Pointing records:
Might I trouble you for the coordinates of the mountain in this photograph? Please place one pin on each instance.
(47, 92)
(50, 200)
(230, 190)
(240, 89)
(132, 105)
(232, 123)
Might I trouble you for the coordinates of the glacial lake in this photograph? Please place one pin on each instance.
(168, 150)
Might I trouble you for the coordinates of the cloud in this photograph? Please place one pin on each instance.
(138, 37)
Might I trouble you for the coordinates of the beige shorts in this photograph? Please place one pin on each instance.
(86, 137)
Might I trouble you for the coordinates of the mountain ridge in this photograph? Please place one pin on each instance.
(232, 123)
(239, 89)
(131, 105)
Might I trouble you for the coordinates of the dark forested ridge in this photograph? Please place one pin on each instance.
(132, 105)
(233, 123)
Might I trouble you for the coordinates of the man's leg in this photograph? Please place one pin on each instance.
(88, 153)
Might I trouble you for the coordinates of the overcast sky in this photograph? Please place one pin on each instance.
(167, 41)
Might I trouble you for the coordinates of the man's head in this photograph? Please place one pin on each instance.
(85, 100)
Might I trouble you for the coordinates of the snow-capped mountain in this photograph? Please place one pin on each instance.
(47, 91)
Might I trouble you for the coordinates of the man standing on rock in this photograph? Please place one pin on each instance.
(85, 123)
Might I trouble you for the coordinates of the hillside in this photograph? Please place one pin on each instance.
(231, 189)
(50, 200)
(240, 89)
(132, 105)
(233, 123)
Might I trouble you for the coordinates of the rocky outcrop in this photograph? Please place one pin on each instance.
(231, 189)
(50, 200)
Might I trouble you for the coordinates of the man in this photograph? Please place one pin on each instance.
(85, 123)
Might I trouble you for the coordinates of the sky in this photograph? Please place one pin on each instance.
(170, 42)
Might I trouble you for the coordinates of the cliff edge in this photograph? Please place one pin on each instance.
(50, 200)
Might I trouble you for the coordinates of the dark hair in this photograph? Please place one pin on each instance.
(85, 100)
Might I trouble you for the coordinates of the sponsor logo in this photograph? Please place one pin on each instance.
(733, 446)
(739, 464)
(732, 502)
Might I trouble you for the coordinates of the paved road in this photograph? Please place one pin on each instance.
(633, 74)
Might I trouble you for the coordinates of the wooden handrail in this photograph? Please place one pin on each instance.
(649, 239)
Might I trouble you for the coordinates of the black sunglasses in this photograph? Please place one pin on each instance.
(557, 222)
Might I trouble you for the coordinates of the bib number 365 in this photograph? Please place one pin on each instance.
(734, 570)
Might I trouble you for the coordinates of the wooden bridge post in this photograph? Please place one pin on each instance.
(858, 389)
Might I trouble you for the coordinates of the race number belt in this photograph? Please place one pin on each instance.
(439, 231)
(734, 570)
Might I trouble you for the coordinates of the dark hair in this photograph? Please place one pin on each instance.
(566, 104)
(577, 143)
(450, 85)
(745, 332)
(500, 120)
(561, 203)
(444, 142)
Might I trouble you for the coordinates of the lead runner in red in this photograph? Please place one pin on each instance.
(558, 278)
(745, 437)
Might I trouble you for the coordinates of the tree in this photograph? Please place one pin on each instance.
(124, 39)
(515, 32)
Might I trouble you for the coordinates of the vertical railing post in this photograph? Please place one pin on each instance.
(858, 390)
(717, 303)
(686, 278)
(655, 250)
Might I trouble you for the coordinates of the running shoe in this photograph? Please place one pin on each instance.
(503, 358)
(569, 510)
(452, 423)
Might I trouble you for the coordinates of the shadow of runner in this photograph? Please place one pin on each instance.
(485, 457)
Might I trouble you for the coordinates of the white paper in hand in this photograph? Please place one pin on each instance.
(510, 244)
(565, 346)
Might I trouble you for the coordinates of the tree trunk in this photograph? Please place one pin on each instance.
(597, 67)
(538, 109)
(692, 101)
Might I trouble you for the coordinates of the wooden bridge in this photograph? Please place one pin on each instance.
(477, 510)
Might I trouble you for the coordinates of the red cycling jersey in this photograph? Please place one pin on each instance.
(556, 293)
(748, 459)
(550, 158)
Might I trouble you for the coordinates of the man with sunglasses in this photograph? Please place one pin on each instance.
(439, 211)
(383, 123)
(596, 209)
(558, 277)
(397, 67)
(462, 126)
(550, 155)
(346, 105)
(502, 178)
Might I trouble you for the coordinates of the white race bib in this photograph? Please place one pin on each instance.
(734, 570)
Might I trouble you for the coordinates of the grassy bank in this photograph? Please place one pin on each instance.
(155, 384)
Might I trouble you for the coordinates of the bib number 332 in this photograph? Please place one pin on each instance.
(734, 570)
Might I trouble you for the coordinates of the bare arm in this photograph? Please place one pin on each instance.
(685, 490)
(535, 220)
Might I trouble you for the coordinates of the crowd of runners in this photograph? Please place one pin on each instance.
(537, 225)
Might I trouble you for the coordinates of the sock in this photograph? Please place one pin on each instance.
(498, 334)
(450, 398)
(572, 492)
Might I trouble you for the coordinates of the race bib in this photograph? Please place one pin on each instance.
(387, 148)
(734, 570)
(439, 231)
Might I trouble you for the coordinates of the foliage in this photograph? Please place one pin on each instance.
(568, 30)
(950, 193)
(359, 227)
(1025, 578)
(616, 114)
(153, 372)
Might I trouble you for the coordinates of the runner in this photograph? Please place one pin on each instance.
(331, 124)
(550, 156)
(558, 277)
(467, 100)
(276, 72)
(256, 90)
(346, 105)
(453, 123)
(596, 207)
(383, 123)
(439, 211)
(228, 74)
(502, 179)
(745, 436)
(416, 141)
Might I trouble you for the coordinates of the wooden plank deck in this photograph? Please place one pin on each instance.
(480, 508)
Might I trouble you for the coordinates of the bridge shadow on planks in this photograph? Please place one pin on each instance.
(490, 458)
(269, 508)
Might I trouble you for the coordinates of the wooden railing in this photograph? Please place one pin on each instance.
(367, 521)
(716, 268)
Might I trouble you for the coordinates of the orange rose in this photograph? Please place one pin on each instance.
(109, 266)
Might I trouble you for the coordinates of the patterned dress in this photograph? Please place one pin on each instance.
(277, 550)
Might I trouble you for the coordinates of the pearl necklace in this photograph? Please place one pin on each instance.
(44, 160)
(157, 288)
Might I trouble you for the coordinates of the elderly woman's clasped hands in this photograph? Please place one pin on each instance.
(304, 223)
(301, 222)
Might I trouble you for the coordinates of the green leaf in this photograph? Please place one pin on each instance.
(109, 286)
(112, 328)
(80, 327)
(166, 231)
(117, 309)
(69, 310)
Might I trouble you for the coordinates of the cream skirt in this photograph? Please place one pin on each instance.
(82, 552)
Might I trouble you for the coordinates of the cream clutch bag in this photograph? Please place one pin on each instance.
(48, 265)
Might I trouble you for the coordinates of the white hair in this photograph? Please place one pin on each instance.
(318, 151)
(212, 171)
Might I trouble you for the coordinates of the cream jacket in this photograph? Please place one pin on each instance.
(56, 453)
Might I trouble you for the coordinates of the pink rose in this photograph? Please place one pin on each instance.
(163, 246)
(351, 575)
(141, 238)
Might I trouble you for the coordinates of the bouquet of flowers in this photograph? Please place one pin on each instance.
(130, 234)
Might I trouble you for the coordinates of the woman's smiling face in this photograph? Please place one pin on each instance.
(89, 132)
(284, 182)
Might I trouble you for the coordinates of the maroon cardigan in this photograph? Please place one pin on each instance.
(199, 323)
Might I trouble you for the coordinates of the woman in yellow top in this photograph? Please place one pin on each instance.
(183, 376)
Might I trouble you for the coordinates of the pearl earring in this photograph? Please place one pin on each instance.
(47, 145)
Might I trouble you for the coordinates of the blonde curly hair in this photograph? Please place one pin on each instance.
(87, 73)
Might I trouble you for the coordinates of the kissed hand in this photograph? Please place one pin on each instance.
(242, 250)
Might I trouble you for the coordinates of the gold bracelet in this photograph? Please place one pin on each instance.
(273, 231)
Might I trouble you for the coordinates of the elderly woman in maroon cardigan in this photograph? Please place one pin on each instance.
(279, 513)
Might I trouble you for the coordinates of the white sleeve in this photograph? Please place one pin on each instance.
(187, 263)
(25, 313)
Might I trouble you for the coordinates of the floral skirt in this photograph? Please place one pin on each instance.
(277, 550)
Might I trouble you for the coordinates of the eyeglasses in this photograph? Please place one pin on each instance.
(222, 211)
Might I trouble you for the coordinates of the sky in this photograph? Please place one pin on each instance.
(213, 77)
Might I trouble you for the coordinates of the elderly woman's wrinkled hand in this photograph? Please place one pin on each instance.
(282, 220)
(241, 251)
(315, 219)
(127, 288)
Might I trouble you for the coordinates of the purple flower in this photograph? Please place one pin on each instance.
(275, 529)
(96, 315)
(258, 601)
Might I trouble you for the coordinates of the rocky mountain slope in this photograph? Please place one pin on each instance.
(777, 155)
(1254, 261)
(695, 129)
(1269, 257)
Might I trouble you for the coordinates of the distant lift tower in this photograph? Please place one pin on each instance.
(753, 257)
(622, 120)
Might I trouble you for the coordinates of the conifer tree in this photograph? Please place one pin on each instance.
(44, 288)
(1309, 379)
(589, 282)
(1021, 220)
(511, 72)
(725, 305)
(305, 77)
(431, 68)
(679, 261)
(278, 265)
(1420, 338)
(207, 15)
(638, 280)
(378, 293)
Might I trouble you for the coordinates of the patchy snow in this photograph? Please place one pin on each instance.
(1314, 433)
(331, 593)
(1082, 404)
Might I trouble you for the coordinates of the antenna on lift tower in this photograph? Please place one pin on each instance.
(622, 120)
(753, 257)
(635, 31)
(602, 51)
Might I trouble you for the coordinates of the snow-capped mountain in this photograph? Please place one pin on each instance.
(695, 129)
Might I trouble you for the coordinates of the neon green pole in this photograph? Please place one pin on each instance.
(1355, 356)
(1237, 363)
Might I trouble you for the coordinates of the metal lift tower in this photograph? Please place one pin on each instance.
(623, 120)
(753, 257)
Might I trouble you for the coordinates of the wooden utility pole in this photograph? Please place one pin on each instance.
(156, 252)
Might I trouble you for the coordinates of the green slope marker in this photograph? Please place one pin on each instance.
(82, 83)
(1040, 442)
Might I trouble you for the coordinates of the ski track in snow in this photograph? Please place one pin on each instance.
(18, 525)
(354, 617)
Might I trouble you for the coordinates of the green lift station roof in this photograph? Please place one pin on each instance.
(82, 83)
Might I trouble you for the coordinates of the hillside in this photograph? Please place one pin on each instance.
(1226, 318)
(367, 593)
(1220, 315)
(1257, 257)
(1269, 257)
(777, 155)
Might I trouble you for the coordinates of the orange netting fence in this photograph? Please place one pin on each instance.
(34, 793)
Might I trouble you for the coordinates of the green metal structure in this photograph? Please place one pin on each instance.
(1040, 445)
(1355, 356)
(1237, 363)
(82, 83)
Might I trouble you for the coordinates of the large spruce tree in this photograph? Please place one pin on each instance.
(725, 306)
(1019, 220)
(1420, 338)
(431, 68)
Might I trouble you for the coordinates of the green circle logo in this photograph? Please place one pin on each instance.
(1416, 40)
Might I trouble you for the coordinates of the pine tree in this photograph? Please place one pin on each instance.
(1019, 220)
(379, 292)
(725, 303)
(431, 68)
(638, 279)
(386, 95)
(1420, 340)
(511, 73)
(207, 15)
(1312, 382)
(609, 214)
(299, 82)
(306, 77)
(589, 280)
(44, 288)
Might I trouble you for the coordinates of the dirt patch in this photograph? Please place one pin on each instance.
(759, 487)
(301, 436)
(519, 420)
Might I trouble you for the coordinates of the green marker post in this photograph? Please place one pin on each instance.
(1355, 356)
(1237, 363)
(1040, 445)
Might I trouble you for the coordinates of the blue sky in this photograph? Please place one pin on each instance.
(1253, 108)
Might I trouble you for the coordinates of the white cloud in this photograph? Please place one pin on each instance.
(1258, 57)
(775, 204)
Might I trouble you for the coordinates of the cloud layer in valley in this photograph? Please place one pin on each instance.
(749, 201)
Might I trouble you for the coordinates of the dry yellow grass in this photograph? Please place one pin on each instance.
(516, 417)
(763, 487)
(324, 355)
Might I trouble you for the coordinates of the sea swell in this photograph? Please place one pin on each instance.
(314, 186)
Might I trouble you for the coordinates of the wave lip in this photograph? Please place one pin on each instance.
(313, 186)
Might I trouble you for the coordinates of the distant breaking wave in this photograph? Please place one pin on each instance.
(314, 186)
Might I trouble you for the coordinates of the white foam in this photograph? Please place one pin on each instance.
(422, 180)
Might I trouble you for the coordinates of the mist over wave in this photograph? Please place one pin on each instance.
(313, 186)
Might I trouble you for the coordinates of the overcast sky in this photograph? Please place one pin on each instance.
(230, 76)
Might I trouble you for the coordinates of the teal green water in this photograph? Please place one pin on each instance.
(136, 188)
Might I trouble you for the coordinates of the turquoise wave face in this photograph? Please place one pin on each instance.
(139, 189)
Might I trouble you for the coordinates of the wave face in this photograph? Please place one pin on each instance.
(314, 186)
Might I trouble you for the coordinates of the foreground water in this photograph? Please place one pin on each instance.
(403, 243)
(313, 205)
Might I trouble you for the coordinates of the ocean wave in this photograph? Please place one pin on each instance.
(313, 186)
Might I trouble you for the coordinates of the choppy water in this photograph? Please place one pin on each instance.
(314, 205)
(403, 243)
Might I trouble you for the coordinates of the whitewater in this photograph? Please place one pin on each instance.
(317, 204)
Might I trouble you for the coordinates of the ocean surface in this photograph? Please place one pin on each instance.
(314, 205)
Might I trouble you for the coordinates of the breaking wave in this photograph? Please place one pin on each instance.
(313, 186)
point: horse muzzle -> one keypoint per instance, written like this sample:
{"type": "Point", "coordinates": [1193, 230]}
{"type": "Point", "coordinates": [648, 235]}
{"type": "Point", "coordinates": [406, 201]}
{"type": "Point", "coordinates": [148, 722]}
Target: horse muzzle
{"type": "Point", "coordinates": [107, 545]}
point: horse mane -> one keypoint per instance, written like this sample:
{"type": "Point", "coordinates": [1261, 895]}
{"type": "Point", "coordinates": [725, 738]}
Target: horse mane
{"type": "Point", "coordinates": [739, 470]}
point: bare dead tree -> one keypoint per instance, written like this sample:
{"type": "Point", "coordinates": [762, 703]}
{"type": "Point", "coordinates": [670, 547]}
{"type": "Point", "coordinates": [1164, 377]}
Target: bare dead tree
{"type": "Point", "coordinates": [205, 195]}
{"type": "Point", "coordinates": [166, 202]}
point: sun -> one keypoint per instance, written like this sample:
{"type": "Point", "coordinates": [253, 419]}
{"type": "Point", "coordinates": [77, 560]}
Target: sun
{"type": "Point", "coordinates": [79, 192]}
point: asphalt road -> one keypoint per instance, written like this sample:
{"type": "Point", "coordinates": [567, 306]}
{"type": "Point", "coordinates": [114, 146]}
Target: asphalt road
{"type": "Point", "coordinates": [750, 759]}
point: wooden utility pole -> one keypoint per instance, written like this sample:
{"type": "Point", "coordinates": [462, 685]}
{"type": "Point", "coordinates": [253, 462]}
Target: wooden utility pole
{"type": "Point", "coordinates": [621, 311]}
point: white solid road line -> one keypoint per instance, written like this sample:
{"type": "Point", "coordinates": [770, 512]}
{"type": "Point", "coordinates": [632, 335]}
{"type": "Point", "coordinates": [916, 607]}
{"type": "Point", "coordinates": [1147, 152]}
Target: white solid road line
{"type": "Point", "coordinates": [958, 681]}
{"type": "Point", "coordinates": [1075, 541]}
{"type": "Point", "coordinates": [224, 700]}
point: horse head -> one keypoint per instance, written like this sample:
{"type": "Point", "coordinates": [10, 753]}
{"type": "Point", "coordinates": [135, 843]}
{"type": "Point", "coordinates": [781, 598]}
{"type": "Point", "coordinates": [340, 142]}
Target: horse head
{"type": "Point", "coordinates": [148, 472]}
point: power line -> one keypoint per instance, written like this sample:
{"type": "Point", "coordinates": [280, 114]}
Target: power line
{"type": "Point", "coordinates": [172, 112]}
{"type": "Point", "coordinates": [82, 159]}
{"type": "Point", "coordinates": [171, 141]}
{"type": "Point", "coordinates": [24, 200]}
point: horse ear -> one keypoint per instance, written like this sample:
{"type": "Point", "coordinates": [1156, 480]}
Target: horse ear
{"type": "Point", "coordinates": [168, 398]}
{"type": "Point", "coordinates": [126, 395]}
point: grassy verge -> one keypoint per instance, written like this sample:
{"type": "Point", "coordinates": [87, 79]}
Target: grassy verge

● Prompt:
Starting from the line containing "point: wooden utility", repeat each line through the end of the entries, exactly.

● In response:
point: wooden utility pole -> one keypoint per instance, written like this sample:
{"type": "Point", "coordinates": [462, 685]}
{"type": "Point", "coordinates": [253, 462]}
Target: wooden utility pole
{"type": "Point", "coordinates": [621, 311]}
point: white solid road line -> one keypoint per instance, written like this sample:
{"type": "Point", "coordinates": [770, 512]}
{"type": "Point", "coordinates": [632, 335]}
{"type": "Point", "coordinates": [916, 607]}
{"type": "Point", "coordinates": [1147, 152]}
Target: white solid road line
{"type": "Point", "coordinates": [958, 681]}
{"type": "Point", "coordinates": [1075, 541]}
{"type": "Point", "coordinates": [224, 700]}
point: horse head -> one keypoint per instance, written like this sample:
{"type": "Point", "coordinates": [10, 753]}
{"type": "Point", "coordinates": [135, 843]}
{"type": "Point", "coordinates": [781, 598]}
{"type": "Point", "coordinates": [340, 142]}
Target: horse head
{"type": "Point", "coordinates": [148, 472]}
point: power line -> one keypoint per instance, written like this sample:
{"type": "Point", "coordinates": [280, 114]}
Target: power line
{"type": "Point", "coordinates": [172, 112]}
{"type": "Point", "coordinates": [82, 159]}
{"type": "Point", "coordinates": [171, 141]}
{"type": "Point", "coordinates": [24, 200]}
point: horse ear -> one keypoint per instance, written like this sample:
{"type": "Point", "coordinates": [1156, 480]}
Target: horse ear
{"type": "Point", "coordinates": [168, 398]}
{"type": "Point", "coordinates": [126, 395]}
point: grassy verge -> one keypoint per instance, written like this sample:
{"type": "Point", "coordinates": [87, 79]}
Target: grassy verge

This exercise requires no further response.